* Texte à analyser
<<<<

Reconnu par les autorités togolaises comme un obstacle à la bonne gouvernance et au développement harmonieux du pays et dans le souci de prévenir et de lutter contre ce fléau ; le Togo à adopter le Protocole de la CEDEAO, la Convention de l’Union Africaine et la Convention des Nations Unies contre la corruption et mis en œuvre plusieurs initiatives de lutte contre ce fléau.

En 2016, le Président de la République Faure GNASSINGBE réaffirmait l’engagement ferme du Togo à renforcer les mesures dans la lutte contre corruption «la lutte que nous avons entamée contre la corruption doit être intensifiée avec méthode et détermination».
Cette volonté politique manifestée par le Chef de l’Etat d’aller vers une gestion plus efficace et transparente des ressources publiques, la promotion de l’intégrité, la culture de la reddition des comptes, s’est illustrée par l’adoption de plusieurs mesures dont la création de la Haute Autorité de prévention et de lutte contre la corruption et les infractions assimilées (HAPLUCIA) à travers la loi n° 2015-006 du 28 juillet 2015. Depuis la mise en place de l’institution chargée de la lutte contre la corruption au Togo en 2017 avec la nomination et la prise de fonction des sept (7) membres ; plusieurs initiatives ont été entreprises par le Gouvernement pour permettre au pays de progresser et de relever un grand défi, celui d’éliminer la corruption et les infractions assimilées ou du moins minimiser les effets néfastes de la corruption sur le développement économique du pays.

Les chiffres de l’indice de perception de la corruption (IPC) de l’ONG Transparency International qui évalue chaque année la perception de la corruption en se basant sur des études et des enquêtes menées par 9 institutions indépendantes ; sur le Togo au cours de la période 2017 à 2022 démontrent suffisamment que les résultats sur le terrain semblent mettre du temps à se faire voir et la corruption semble être érigée en système et gangrène tous les secteurs de la vie socioéconomique du pays. Sur une échelle de 0 à 100, l’indice de perception de la corruption était par exemple de 70 points en 2022 (135e place), et plus le score est élevé, plus la corruption est massive. En 2021 il était également de 70, 71 en 2020 et 2019, 70 en 2018 et 68 en 2017.

Créée en 2015 par le Gouvernement conformément aux instruments internationaux ratifiés( convention des Nations Unies contre la corruption, la convention de l’Union Africaine sur la prévention et la lutte contre la corruption et le Protocole de la CEDEAO sur la lutte contre la corruption) par le Togo dans la lutte contre la corruption, la Haute Autorité de prévention et de lutte contre la corruption et les infractions assimilées est chargée de promouvoir et de renforcer la prévention et la lutte contre la corruption et les infractions assimilées dans les administrations, les établissements publics, les entreprises privées et les organismes non étatiques.

>>>>

* Travail à réaliser
1. Énumérez les secteurs dans lesquels la HAPLUCIA doit promouvoir et renforcer la prévention et la lutte contre la corruption, selon le texte sur la corruption au Togo.
2. D'après le texte sur la corruption au Togo, quelle loi a créé la HAPLUCIA ?
3. Poursuivez le texte sur la corruption au Togo à la suite de sa dernière phrase.

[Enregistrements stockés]
<<<<

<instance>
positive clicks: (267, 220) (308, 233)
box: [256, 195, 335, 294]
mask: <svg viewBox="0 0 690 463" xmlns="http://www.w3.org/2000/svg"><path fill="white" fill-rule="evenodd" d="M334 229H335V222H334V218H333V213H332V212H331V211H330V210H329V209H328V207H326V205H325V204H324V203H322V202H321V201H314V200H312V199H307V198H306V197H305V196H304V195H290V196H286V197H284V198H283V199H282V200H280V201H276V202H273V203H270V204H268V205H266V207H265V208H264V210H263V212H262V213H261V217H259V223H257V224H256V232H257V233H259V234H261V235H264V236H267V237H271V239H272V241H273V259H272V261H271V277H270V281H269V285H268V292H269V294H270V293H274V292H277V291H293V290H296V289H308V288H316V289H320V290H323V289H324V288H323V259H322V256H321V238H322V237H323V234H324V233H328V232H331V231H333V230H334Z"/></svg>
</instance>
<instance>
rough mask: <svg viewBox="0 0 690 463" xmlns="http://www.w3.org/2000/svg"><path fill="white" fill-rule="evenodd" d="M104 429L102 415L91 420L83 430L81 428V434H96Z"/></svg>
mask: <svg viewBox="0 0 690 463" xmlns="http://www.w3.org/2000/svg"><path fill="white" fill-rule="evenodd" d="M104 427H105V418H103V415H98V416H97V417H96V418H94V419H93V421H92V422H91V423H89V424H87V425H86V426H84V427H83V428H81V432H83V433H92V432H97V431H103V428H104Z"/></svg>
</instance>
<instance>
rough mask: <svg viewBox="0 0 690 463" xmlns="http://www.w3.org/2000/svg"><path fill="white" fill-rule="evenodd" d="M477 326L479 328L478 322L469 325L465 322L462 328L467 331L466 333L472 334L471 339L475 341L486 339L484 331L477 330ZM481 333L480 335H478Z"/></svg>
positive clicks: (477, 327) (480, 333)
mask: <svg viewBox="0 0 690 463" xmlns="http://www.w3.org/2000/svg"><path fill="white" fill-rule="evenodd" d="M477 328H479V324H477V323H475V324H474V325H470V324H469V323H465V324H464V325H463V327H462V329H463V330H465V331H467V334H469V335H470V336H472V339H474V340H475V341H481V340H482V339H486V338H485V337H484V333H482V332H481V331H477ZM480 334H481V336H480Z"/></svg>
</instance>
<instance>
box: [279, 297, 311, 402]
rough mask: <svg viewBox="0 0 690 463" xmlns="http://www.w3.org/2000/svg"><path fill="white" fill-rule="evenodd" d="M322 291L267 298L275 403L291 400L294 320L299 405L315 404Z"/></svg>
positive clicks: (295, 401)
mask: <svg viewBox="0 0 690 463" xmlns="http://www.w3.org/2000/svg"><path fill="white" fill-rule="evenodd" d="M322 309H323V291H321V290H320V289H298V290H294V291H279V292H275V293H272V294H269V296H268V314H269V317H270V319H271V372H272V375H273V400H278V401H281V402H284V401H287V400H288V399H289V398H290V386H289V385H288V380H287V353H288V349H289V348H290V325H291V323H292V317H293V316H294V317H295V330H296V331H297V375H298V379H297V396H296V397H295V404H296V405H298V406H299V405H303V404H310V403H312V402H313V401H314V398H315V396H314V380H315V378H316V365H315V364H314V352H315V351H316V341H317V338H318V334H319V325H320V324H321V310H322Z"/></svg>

>>>>

* Réponses dans l'ordre
1.
- les administrations
- les établissements publics
- les entreprises privées
- les organismes non étatiques

2. La loi n° 2015-006 du 28 juillet 2015.

3.
Ces attributions sont prévues à l’article 2 de la loi de 2015. Il s’agit entre autres de veiller à la mise en œuvre, au sein de l’administration publique, des établissements publics ou de toutes personnes morales légalement constituées, des actions appropriées de formation et de mise en conformité, visant à prévenir la corruption et les infractions assimilées ; évaluer périodiquement les instruments juridiques et les mesures administratives de lutte contre la corruption, notamment au moyen d’indicateurs et d’analyses statistiques ; veiller à la diffusion et à la vulgarisation des textes relatifs à la prévention et a la lutte contre la corruption ; définir, accroitre et diffuser les connaissances et les bonnes pratiques relatives à la prévention et à la lutte contre la corruption ; proposer aux ministères compétents des actions éducatives à l’adresse des apprenants ; sensibiliser dans sa communication publique, sur le respect de la présomption d’innocence et le principe d’égalité dans le procès pénal ou encore publier un rapport annuel d’activités qui comprend entre autres les causes, une analyse statistique de la corruption et des infractions assimilées.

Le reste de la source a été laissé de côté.